• _Exercise brief_:
Repeat every line of the data exactly, but not the pictures.

• _Provided data_:
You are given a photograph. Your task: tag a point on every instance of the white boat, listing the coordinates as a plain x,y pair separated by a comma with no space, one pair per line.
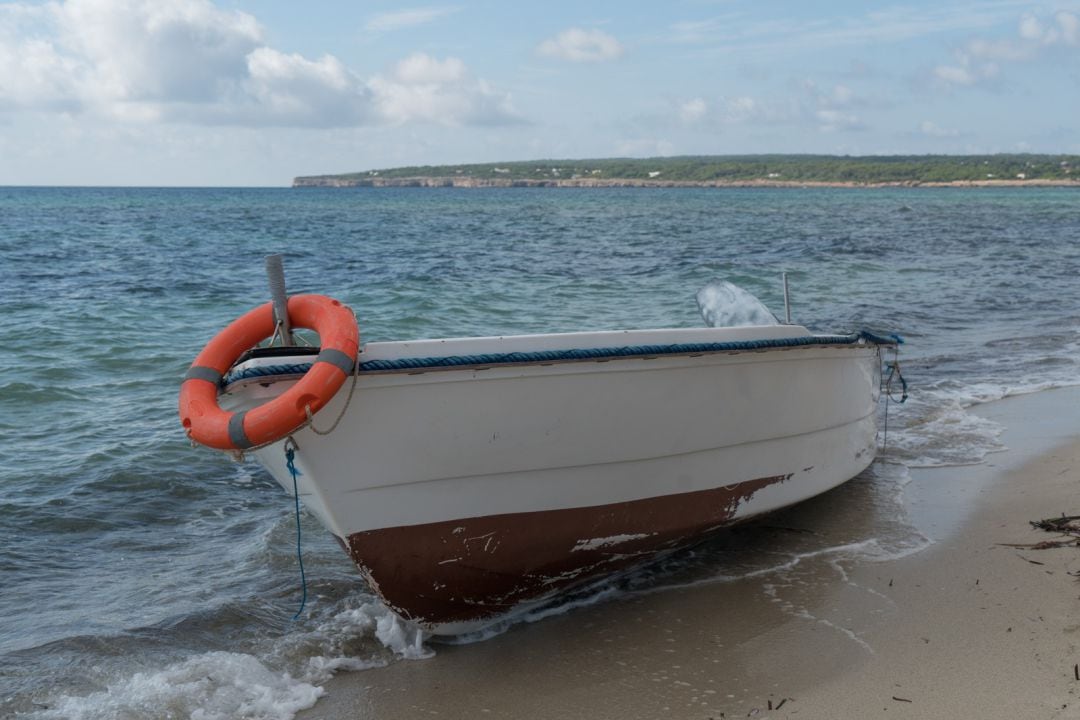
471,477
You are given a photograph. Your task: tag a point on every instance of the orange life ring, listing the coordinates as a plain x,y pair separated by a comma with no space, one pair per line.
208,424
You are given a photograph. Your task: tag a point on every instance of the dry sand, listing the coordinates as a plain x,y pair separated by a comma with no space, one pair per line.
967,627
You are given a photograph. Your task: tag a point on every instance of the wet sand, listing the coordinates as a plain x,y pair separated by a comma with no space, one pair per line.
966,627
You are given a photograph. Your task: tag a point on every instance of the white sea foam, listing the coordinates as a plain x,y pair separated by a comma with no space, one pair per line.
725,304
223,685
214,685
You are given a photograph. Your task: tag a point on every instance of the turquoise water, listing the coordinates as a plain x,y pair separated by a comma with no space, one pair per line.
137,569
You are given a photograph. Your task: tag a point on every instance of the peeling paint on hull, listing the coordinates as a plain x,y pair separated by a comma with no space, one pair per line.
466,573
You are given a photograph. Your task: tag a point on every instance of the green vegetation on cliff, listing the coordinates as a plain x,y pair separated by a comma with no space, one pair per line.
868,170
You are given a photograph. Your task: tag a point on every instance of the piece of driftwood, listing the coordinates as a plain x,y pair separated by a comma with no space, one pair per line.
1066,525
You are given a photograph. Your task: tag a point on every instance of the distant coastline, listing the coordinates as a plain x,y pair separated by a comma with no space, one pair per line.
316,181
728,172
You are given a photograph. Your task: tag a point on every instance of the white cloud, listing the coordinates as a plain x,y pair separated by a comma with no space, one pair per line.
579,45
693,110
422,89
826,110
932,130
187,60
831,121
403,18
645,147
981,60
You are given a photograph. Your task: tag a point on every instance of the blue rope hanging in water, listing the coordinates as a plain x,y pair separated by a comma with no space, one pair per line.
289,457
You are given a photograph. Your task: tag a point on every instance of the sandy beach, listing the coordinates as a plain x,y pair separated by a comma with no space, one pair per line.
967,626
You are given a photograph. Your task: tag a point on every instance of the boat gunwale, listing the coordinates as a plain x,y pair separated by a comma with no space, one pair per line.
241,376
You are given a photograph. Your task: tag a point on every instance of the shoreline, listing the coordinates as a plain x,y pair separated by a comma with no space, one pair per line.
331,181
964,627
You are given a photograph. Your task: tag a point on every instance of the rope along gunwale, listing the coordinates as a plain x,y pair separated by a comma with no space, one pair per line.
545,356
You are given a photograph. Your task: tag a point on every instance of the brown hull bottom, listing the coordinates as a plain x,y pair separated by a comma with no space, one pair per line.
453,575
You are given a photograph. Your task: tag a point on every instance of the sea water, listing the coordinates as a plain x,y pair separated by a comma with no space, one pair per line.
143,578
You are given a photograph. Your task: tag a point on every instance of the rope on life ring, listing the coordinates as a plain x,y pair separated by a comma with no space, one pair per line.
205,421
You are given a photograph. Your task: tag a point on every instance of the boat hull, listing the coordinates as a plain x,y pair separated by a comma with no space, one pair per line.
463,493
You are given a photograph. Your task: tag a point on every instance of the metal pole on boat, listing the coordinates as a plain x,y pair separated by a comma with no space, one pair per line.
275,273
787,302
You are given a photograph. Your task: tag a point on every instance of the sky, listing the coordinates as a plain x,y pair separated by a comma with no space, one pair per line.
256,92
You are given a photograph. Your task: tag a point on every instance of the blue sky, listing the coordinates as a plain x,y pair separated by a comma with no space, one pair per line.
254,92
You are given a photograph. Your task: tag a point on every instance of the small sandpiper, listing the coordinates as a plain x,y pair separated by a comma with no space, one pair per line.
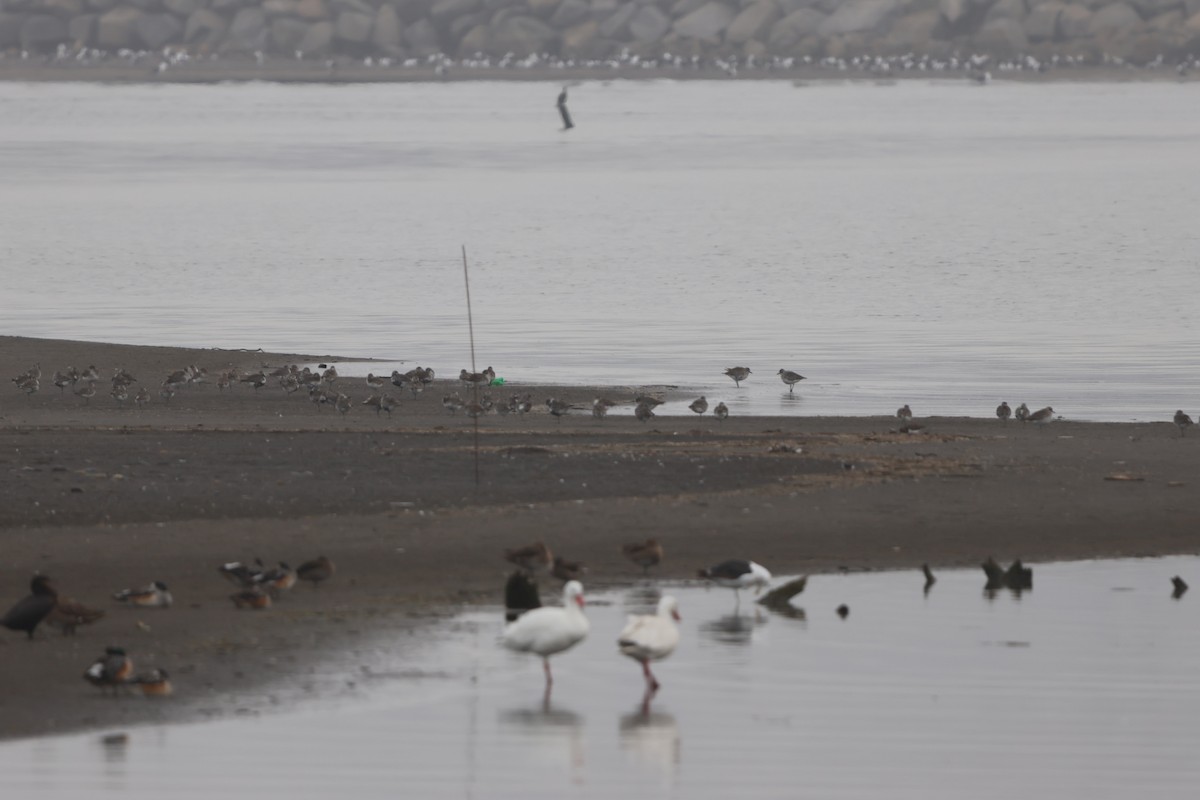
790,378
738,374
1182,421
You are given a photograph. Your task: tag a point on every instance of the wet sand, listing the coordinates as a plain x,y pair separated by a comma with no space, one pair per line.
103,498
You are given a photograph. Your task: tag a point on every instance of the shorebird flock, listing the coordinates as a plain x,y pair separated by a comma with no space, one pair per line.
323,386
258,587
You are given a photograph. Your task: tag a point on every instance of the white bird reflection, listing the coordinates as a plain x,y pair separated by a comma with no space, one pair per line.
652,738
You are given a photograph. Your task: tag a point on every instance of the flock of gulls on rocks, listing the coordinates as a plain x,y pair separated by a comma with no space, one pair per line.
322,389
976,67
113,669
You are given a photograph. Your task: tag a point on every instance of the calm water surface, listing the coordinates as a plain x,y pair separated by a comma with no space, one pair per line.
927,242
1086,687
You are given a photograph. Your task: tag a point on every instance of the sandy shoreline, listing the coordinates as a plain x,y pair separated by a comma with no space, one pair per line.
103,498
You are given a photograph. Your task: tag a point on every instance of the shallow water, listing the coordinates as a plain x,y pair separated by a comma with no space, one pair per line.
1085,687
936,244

• _Exercise output_:
You are given a photograph. Your task: tag a point on every instance of the white boat, listing the coordinates as a plain x,y pair separated by a comma with no space, one pair per line.
471,477
You are given a photograph. Your task: tag a point on every instance of the orange life ring, listing the coordinates as a plain x,y pair separated by a comma with no space, one pair per line.
208,424
You are given a photograph. Your task: tag a point on every instance of the dry sand, listing the coordinates as a plain x,y pair separated by a comma with no space, one pair per line.
967,627
You are given a photograph. Your task: tag a point on every instance of the wet sand, listing the coordinates as a plain x,y pair separated by a comma with no space, one pair per line.
966,627
You are given a photograph. Your task: tag a point on every instance of the white sea foam, listing the coordinates as a plain x,y pair separated by a comma with no space, one pair per line.
725,304
223,685
214,685
You are given a photograph. Your task: tag a point on every instance of the turquoise water, listing the coordinates as a plain x,y pair separated by a comma with no space, one pair per line.
137,569
You are given a photograph. Your task: tag a point on every instance of the peeling paint on hull, listing the coordinates as a plain x,y pair separated by a comma with no space, one pair per line.
466,573
You are given a photograph. Your task: tag a point on every instance of the green vegetation on cliff, listing the coordinates as a plain x,y pair separated by a comma with no space, one pair per line.
868,170
You are given a photograph. Your task: tag a point on every instance of the piece of driftwood, listing the coordinates as a plain x,y pair separated by a comma with no space, one pair per line.
1066,525
You are given a photograph. Your task: tag a point on every instance of the distant coastline, listing the coordinates as a plain x,y pair separated by a comma with no space, one pair per line.
316,181
728,172
You are given a photograph. Your task: tag a point on every instance of the white cloud, listing the coordinates as a plain x,y pair separated by a comma with no space, one pair per line.
579,45
693,110
422,89
826,110
932,130
187,60
831,121
403,18
645,147
981,60
You are given a photograph. Your task: tag a point on every instance of the blue rope hanging in water, listing the coordinates as a plain x,y pair separated by a comma with no space, one pair per line.
289,457
You are given a photograph. Your task: tag a point on every instance of the sandy beach, listing the coordinates as a plain x,y pair separated by a comma with no space, one pair per line.
967,626
You are given a photograph. Your task: tag a point on every instance of the boat gunwale, listing the coordinates as a plain x,y pair separated by a comma with no space, one pair per line.
241,376
You are given a photograph. Your task: tag a point on every instance of the shoreline, listing the coordinates as a plain x,y pair separated by a comma with no space, one pair per line.
331,181
964,627
You are given a photograph. Your task: tag a point on every instance of the rope along gunwale, listing the coordinates as a plain x,y pair separated by a comma with no space, one pair per line.
545,356
You are given a photograph. Your task: tag a point on every instance of the brown hull bottom, listing the coordinates as a plain x,y pair separated by a comma with no space, one pair per line.
453,575
You are given a photograph. Your task: tag a point on every instance of the sea water, listing the coordinates as a plain x,y pair separated by a comma with no space, one pair per line.
143,578
You are given a photograph. Your task: tag a point on every instance of the rope on life ring, listing the coordinates as a plain x,y pair separated by a comma with no space, one pair per line.
205,421
You are given a photograph. Your task: tag a point on every instance of the boat hull, listing the coordinates as a plain x,y pair separated by a comma with no space, one pair per line.
463,493
You are given a photograph. Your task: tag a point on every instance of the metal pole on boat, listing the coordinates as a plain x,y pair separated by a comma with no space, one pair per line.
275,273
787,302
You are given a photograph. Your task: tag a point on every instance of the sky, listing the coordinates as a plain x,y pair separated by a comma with no space, one pair per line.
256,92
You are given a photograph. Your task: tag a point on every instance of the blue sky, listing the coordinates as a plain x,y pair separated by a comma with no space, one pair per line.
254,92
You are given a photograph. Your task: tag a point on every instance of the small sandpiper, listing the coordinates as a plain x,y pair separated by a comma with no space, one pair per line.
790,378
738,374
1182,421
You are given a photograph. Your task: tag a point on every instance of the wet sand, listing the coordinates as a plain x,y pair separated by a comma with no space, one pair per line.
103,498
You are given a photograph. Your task: tag a point on every instance of the shorebird flock, listing the coordinates as a plain x,y pair separated by a comma with no space, one pair per line.
323,386
258,587
You are given a photograph. Your task: tag a point on every instance of the white bird reflection, listing the coordinates as a plain x,y pair separated by a comma with no space, one pair per line.
652,738
You are given a photograph. Your task: tag a point on every instance of the flock of gulls on rocks, listing the coordinates as a plain x,y pair separated by a comma with no space, one pair per line.
322,389
976,67
113,669
You are given a photograph. Your task: tag a point on every instance of the calm water surface, listing the coordinates as a plain x,y pair separated by a comma with no space, one pair per line.
927,242
1086,687
You are given a photograph. Your task: tag a point on every instance of the sandy shoreline, listing the coordinates as a plain x,y pair separated by a comma with no space, one pair per line.
103,498
You are given a photograph. Your task: tag a point on every instance of the shallow water, listing the coordinates as a plain x,y pair separated by a comma with no space, one pair per line.
1085,687
936,244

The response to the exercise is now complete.